- **Referring expression pointing data**:
——
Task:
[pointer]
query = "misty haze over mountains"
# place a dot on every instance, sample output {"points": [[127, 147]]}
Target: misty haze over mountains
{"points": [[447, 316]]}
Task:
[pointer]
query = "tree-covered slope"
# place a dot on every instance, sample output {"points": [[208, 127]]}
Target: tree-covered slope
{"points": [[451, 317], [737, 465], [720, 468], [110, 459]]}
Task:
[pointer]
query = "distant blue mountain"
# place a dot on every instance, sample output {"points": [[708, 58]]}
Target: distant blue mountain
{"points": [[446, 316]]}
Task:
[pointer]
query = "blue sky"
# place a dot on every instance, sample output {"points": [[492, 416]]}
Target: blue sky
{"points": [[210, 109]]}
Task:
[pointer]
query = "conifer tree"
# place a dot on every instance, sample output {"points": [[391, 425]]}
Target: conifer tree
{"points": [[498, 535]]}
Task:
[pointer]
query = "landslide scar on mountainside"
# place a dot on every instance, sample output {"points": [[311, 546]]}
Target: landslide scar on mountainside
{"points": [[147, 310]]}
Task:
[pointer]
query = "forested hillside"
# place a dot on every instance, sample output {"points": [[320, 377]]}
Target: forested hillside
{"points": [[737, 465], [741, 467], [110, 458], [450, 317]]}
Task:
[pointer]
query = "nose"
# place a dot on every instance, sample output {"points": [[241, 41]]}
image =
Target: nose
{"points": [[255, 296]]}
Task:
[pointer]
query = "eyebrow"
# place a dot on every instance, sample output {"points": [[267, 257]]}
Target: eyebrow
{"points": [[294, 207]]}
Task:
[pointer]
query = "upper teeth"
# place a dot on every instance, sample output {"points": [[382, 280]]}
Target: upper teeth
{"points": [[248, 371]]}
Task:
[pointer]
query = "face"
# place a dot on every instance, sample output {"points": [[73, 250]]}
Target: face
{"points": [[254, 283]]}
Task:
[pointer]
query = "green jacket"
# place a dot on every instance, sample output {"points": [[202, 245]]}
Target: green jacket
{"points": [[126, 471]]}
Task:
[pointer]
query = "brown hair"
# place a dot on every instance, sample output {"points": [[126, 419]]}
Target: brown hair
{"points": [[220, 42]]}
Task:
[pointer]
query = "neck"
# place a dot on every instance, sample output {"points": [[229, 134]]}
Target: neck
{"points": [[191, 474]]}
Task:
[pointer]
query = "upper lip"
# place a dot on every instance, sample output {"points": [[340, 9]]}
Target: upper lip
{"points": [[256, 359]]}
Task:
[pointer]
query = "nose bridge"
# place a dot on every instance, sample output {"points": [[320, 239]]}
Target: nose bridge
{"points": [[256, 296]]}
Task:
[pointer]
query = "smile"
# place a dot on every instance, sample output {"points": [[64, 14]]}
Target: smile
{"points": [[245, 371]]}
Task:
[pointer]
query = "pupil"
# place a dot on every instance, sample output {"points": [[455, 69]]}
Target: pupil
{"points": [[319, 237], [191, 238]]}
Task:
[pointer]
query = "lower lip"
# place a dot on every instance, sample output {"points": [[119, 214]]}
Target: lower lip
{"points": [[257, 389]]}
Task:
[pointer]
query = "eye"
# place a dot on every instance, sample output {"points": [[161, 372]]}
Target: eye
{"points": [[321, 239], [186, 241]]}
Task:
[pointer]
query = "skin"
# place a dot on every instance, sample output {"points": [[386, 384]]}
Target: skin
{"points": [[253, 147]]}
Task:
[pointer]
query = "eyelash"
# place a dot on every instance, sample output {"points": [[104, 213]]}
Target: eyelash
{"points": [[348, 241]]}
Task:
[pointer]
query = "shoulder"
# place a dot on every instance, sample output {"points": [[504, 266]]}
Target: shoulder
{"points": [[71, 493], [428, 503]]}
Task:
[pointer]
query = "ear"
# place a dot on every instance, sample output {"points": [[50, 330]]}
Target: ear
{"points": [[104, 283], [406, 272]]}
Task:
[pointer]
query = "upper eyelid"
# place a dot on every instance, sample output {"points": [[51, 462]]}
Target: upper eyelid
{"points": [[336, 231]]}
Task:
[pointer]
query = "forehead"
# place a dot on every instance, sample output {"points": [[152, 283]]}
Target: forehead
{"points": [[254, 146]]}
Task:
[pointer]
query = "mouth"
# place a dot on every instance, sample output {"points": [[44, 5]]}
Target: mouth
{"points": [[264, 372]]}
——
- **WORK REQUIRED**:
Each record is to be retyped exactly as it appears.

- **SOLUTION TO THIS TASK**:
Task:
[pointer]
query = "misty haze over mountains"
# place a dot on every instance, sample output {"points": [[127, 147]]}
Target: misty haze over mountains
{"points": [[447, 316]]}
Task:
[pointer]
query = "tree-covered slope"
# place a dot on every instance, sample output {"points": [[208, 127]]}
Target: tree-covered slope
{"points": [[451, 317], [737, 465], [720, 468], [110, 459]]}
Task:
[pointer]
query = "distant blue mountain"
# place a dot on every instance, sample output {"points": [[708, 58]]}
Target: distant blue mountain
{"points": [[446, 316]]}
Task:
[pointer]
query = "blue sky"
# place a dot on every instance, sample output {"points": [[492, 416]]}
Target: blue sky
{"points": [[210, 109]]}
Task:
[pointer]
query = "conifer tree"
# place a dot on every instance, sample output {"points": [[391, 425]]}
Target: conifer tree
{"points": [[498, 535]]}
Task:
[pointer]
query = "landslide scar on mountainside"
# place a dot on every instance, sample output {"points": [[311, 546]]}
Target: landslide scar on mountainside
{"points": [[147, 310]]}
Task:
[pointer]
query = "forested hillside"
# place a dot on every instance, sample output {"points": [[320, 377]]}
Target: forested hillside
{"points": [[737, 465], [741, 467], [110, 458], [450, 317]]}
Task:
[pointer]
query = "nose"
# place a dot on every instance, sample output {"points": [[241, 41]]}
image =
Target: nose
{"points": [[255, 296]]}
Task:
[pointer]
query = "eyebrow"
# place a dot on every instance, sample output {"points": [[267, 257]]}
Target: eyebrow
{"points": [[294, 207]]}
Task:
[pointer]
query = "upper teeth"
# place a dot on every instance, sample output {"points": [[382, 280]]}
Target: upper teeth
{"points": [[248, 371]]}
Task:
[pointer]
query = "face"
# place a dot on every instance, sample output {"points": [[73, 250]]}
Target: face
{"points": [[254, 283]]}
Task:
[pointer]
query = "green jacket"
# place a dot on every instance, sample output {"points": [[202, 245]]}
Target: green jacket
{"points": [[126, 471]]}
Task:
[pointer]
query = "brown hair"
# place a dot on every instance, sample output {"points": [[126, 419]]}
Target: brown hair
{"points": [[220, 42]]}
Task:
[pointer]
query = "neck"
# place a dot on every instance, sample output {"points": [[229, 134]]}
Target: neck
{"points": [[191, 474]]}
Task:
[pointer]
query = "upper lip"
# place a dot on every instance, sample output {"points": [[340, 9]]}
Target: upper lip
{"points": [[256, 359]]}
Task:
[pointer]
query = "nose bridge"
# place a dot on every instance, sample output {"points": [[320, 239]]}
Target: nose bridge
{"points": [[256, 296]]}
Task:
[pointer]
query = "smile"
# place a dot on every instance, sample output {"points": [[64, 14]]}
Target: smile
{"points": [[245, 371]]}
Task:
[pointer]
query = "pupil"
# place a dot on every instance, sample output {"points": [[455, 69]]}
Target: pupil
{"points": [[319, 237], [191, 238]]}
Task:
[pointer]
query = "lower lip"
# place a dot on every instance, sample output {"points": [[119, 214]]}
Target: lower lip
{"points": [[257, 389]]}
Task:
[pointer]
query = "eye"
# place a dot on every instance, sample output {"points": [[161, 372]]}
Target: eye
{"points": [[321, 239], [186, 241]]}
Task:
[pointer]
query = "skin"
# place a dot on every instance, sample output {"points": [[386, 384]]}
Target: skin
{"points": [[253, 147]]}
Task:
[pointer]
query = "eyelash"
# place a dot on every instance, sample output {"points": [[104, 213]]}
Target: eyelash
{"points": [[348, 241]]}
Task:
[pointer]
query = "shoulder"
# place a dot on every instance, sample output {"points": [[504, 266]]}
Target: shoulder
{"points": [[71, 493], [428, 503]]}
Task:
[pointer]
query = "ear"
# place a dot on every instance, sample output {"points": [[50, 330]]}
Target: ear
{"points": [[104, 283], [406, 272]]}
Task:
[pointer]
query = "upper eyelid"
# place a dot on every instance, sample output {"points": [[51, 462]]}
Target: upper eyelid
{"points": [[336, 231]]}
Task:
[pointer]
query = "forehead"
# place a dot on every instance, sample output {"points": [[152, 283]]}
Target: forehead
{"points": [[254, 146]]}
Task:
[pointer]
query = "mouth"
# place a dot on every instance, sample output {"points": [[44, 5]]}
Target: mouth
{"points": [[264, 372]]}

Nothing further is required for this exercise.